* **WHAT IS BEING ASKED**:
Copy every line of the listing exactly.

══════

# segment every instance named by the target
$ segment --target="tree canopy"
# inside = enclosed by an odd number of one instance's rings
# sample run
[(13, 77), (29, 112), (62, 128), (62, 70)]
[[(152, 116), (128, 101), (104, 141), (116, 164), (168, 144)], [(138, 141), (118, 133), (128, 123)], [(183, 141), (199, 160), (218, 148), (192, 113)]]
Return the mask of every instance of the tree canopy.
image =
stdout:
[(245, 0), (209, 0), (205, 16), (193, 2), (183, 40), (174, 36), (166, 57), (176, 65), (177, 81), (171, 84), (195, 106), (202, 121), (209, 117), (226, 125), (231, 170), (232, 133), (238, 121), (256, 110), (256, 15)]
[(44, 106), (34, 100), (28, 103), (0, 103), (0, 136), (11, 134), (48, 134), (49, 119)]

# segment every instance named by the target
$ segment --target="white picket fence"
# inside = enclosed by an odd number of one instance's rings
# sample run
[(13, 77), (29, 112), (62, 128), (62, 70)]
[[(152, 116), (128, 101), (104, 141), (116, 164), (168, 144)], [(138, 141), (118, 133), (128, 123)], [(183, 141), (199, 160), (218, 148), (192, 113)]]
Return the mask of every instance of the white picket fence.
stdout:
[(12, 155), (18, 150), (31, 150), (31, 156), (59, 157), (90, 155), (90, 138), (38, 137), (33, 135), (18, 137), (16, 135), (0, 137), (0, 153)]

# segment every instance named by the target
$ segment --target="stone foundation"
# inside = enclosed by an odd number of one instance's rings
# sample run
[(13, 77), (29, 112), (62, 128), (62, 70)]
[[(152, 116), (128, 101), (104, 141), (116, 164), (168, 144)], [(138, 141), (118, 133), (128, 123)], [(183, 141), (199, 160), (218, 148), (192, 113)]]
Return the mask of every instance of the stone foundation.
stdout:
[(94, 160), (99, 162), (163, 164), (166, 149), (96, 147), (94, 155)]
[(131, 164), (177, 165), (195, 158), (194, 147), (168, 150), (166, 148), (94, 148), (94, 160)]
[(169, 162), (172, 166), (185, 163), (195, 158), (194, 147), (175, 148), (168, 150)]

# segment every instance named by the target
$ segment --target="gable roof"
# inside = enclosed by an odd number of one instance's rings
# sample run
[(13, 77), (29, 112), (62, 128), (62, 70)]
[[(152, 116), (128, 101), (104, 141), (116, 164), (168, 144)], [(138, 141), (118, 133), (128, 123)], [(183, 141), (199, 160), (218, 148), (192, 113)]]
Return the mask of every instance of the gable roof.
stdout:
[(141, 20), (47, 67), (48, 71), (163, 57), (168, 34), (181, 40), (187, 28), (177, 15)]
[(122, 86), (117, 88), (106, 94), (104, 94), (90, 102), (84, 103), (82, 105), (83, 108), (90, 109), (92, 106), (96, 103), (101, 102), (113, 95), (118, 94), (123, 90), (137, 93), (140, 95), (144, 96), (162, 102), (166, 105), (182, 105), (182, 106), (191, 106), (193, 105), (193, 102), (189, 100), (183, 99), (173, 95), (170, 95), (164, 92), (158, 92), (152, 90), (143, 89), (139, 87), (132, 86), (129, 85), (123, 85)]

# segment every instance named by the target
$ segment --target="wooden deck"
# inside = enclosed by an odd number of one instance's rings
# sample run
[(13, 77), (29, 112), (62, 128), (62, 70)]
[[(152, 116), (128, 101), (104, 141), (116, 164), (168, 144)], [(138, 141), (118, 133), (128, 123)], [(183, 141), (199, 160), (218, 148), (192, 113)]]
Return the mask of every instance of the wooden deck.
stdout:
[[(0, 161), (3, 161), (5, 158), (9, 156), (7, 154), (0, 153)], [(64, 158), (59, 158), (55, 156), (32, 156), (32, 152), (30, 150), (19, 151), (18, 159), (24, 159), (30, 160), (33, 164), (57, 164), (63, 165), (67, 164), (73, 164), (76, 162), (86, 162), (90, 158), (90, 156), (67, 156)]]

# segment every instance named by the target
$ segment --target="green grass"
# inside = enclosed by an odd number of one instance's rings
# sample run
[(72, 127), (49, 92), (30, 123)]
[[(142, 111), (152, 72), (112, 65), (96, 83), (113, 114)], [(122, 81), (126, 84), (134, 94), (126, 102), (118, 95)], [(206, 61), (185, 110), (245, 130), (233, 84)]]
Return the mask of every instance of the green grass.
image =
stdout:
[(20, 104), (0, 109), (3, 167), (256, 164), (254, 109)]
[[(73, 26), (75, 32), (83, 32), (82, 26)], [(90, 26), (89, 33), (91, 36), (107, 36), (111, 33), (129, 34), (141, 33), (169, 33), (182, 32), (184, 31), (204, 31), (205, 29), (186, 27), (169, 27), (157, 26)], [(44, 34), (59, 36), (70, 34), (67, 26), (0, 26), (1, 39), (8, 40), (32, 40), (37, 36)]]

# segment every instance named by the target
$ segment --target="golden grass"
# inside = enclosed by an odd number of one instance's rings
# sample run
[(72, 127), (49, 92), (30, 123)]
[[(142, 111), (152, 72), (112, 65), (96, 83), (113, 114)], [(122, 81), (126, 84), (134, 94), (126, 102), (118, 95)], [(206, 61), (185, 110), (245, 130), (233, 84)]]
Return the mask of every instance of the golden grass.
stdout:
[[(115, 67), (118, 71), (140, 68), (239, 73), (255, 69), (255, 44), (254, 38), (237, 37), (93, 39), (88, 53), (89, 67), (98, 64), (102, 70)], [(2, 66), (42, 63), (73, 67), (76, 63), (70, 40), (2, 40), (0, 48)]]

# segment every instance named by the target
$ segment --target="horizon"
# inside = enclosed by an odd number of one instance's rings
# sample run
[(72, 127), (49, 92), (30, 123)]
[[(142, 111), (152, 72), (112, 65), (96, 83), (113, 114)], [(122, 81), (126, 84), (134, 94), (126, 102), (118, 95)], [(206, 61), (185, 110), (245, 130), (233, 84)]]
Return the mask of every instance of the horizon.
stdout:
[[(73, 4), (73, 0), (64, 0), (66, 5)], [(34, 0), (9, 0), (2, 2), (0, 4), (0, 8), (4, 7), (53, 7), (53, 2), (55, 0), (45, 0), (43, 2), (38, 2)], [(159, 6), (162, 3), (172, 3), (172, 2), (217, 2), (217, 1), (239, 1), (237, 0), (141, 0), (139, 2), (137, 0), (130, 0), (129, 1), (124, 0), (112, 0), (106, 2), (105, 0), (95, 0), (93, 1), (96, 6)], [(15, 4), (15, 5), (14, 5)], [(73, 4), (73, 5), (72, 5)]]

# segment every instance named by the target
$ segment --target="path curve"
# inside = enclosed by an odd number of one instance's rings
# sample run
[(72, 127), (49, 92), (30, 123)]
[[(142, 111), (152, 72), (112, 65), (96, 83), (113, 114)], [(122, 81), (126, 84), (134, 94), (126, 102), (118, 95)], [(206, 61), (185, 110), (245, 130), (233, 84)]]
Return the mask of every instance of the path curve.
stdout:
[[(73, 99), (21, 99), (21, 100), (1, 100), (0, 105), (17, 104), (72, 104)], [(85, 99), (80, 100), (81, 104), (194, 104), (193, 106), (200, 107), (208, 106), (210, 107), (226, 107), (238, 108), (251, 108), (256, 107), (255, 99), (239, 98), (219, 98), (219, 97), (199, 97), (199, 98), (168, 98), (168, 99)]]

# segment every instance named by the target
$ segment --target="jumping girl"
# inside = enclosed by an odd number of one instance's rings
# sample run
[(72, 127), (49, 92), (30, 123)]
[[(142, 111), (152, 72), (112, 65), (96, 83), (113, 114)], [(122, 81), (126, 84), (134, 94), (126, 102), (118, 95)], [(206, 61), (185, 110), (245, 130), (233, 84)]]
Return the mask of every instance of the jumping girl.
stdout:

══════

* **RESPONSE FOR THIS EXERCISE**:
# segment every instance named by the target
$ segment --target="tree canopy"
# inside = enclosed by an odd number of one instance's rings
# sample run
[(13, 77), (29, 112), (62, 128), (62, 70)]
[[(152, 116), (128, 101), (104, 141), (116, 164), (168, 144)], [(138, 141), (118, 133), (128, 123)], [(183, 141), (199, 160), (218, 148), (192, 113)]]
Return the mask of every instance of the tree canopy.
image =
stdout:
[(245, 0), (209, 0), (205, 16), (193, 2), (183, 40), (174, 36), (166, 57), (176, 65), (177, 81), (171, 84), (195, 106), (202, 121), (209, 117), (226, 125), (231, 170), (232, 133), (238, 121), (256, 110), (256, 15)]
[(44, 106), (34, 100), (28, 103), (0, 103), (0, 136), (11, 134), (48, 134), (49, 119)]

# segment every instance named by the target
$ segment --target="white picket fence"
# inside = enclosed by an odd number of one instance's rings
# sample run
[(13, 77), (29, 112), (62, 128), (62, 70)]
[[(152, 116), (128, 101), (104, 141), (116, 164), (168, 144)], [(138, 141), (118, 133), (128, 123)], [(183, 141), (199, 160), (218, 148), (192, 113)]]
Return the mask of every instance of the white picket fence.
stdout:
[(12, 155), (18, 150), (31, 150), (31, 156), (59, 157), (90, 155), (90, 138), (38, 137), (33, 135), (18, 137), (16, 135), (0, 137), (0, 153)]

# segment every instance named by the target
$ segment --target="stone foundation"
# inside = enclosed by an odd number of one instance's rings
# sample run
[(13, 77), (29, 112), (62, 128), (62, 70)]
[[(152, 116), (128, 101), (104, 141), (116, 164), (168, 144)], [(138, 141), (118, 133), (128, 123)], [(183, 141), (199, 160), (218, 148), (192, 113)]]
Return the mask of every instance of the stone foundation.
stdout:
[(94, 160), (99, 162), (163, 164), (166, 149), (96, 147), (94, 155)]
[(131, 164), (177, 165), (195, 158), (194, 147), (168, 150), (166, 148), (94, 148), (94, 160)]
[(169, 162), (172, 166), (185, 163), (195, 158), (194, 147), (175, 148), (168, 150)]

# segment every instance named by the target
$ segment --target="gable roof"
# inside = enclosed by an odd number of one instance's rings
# sample run
[(13, 77), (29, 112), (62, 128), (62, 70)]
[[(152, 116), (128, 101), (104, 141), (116, 164), (168, 144)], [(138, 141), (118, 133), (128, 123)], [(183, 141), (199, 160), (218, 148), (192, 113)]]
Return the mask of every instance of the gable roof.
stdout:
[(141, 20), (47, 67), (48, 71), (163, 57), (168, 34), (181, 40), (187, 28), (177, 15)]
[(122, 86), (117, 88), (106, 94), (104, 94), (90, 102), (84, 103), (82, 105), (83, 108), (90, 109), (92, 106), (96, 103), (101, 102), (113, 95), (118, 94), (123, 90), (137, 93), (140, 95), (144, 96), (162, 102), (166, 105), (182, 105), (182, 106), (191, 106), (193, 105), (193, 102), (189, 100), (183, 99), (173, 95), (170, 95), (164, 92), (158, 92), (152, 90), (143, 89), (139, 87), (132, 86), (129, 85), (123, 85)]

# segment every instance named by the target
$ segment --target="wooden deck"
# inside = enclosed by an odd number of one instance's rings
# sample run
[(13, 77), (29, 112), (62, 128), (62, 70)]
[[(152, 116), (128, 101), (104, 141), (116, 164), (168, 144)], [(138, 141), (118, 133), (128, 123)], [(183, 141), (199, 160), (218, 148), (192, 113)]]
Return the mask of every instance of the wooden deck.
stdout:
[[(0, 161), (3, 161), (5, 158), (9, 156), (7, 154), (0, 153)], [(64, 158), (59, 158), (55, 156), (32, 156), (32, 152), (30, 150), (19, 151), (18, 159), (24, 159), (30, 160), (33, 164), (57, 164), (63, 165), (67, 164), (73, 164), (76, 162), (86, 162), (90, 158), (90, 156), (67, 156)]]

# segment every instance named by the target
$ segment --target="green grass"
# inside = enclosed by an odd number of one instance's rings
# sample run
[(72, 127), (49, 92), (30, 123)]
[[(142, 111), (152, 72), (112, 65), (96, 83), (113, 114)], [(122, 81), (126, 84), (134, 94), (126, 102), (118, 95)], [(206, 61), (185, 110), (245, 130), (233, 84)]]
Return the mask of every instance of the green grass.
image =
stdout:
[(20, 104), (0, 109), (3, 167), (256, 164), (254, 109)]
[[(73, 26), (75, 32), (83, 32), (82, 26)], [(90, 26), (89, 33), (91, 36), (107, 36), (111, 33), (129, 34), (141, 33), (169, 33), (182, 32), (184, 31), (204, 31), (205, 29), (186, 27), (169, 27), (157, 26)], [(44, 34), (59, 36), (70, 34), (67, 26), (0, 26), (1, 39), (8, 40), (32, 40), (37, 36)]]

# segment every instance named by the target
$ segment --target="golden grass"
# inside = enclosed by an odd number of one instance's rings
# sample run
[(72, 127), (49, 92), (30, 123)]
[[(142, 111), (152, 72), (112, 65), (96, 83), (113, 114)], [(122, 81), (126, 84), (134, 94), (126, 102), (118, 95)], [(206, 61), (185, 110), (245, 130), (233, 84)]]
Return the mask of every instance of the golden grass.
stdout:
[[(115, 67), (118, 71), (140, 68), (239, 73), (255, 69), (255, 44), (254, 38), (237, 37), (93, 39), (88, 53), (89, 67), (98, 64), (102, 70)], [(2, 66), (42, 63), (73, 67), (76, 63), (70, 40), (2, 40), (0, 48)]]

# segment every instance named by the target
$ segment --target="horizon"
# inside = enclosed by an odd number of one instance's rings
# sample run
[(72, 127), (49, 92), (30, 123)]
[[(142, 111), (152, 72), (112, 65), (96, 83), (113, 114)], [(122, 81), (126, 84), (134, 94), (126, 102), (118, 95)], [(206, 61), (185, 110), (245, 130), (233, 84)]]
Return the mask of every instance of the horizon.
stdout:
[[(73, 4), (73, 0), (64, 0), (66, 5)], [(34, 0), (9, 0), (2, 2), (0, 4), (0, 8), (4, 7), (53, 7), (53, 2), (55, 0), (45, 0), (43, 2), (38, 2)], [(159, 6), (162, 3), (172, 3), (172, 2), (217, 2), (217, 1), (239, 1), (237, 0), (141, 0), (139, 2), (137, 0), (130, 0), (129, 1), (124, 0), (112, 0), (106, 2), (105, 0), (95, 0), (93, 1), (96, 6)], [(15, 4), (15, 5), (14, 5)], [(73, 4), (73, 5), (72, 5)]]

# segment every instance named by the target
$ segment --target="path curve"
# inside = enclosed by an odd number of one instance's rings
# sample run
[(72, 127), (49, 92), (30, 123)]
[[(142, 111), (152, 72), (112, 65), (96, 83), (113, 114)], [(122, 81), (126, 84), (134, 94), (126, 102), (118, 95)], [(206, 61), (185, 110), (245, 130), (233, 84)]]
Return the mask of every instance of the path curve.
stdout:
[[(73, 99), (21, 99), (21, 100), (1, 100), (0, 105), (17, 104), (72, 104)], [(85, 99), (80, 100), (81, 104), (194, 104), (193, 106), (200, 107), (208, 106), (210, 107), (226, 107), (238, 108), (251, 108), (256, 107), (255, 99), (239, 98), (219, 98), (219, 97), (199, 97), (199, 98), (168, 98), (168, 99)]]

# segment every instance named by the target
$ segment --target="jumping girl"
# inside = enclosed by an odd number of one instance's rings
# sample run
[(72, 127), (49, 92), (30, 123)]
[[(142, 111), (152, 72), (112, 65), (96, 83), (113, 114)], [(122, 81), (126, 84), (134, 94), (126, 102), (118, 95)], [(206, 61), (185, 110), (245, 130), (233, 84)]]
Return the mask of every instance of the jumping girl.
stdout:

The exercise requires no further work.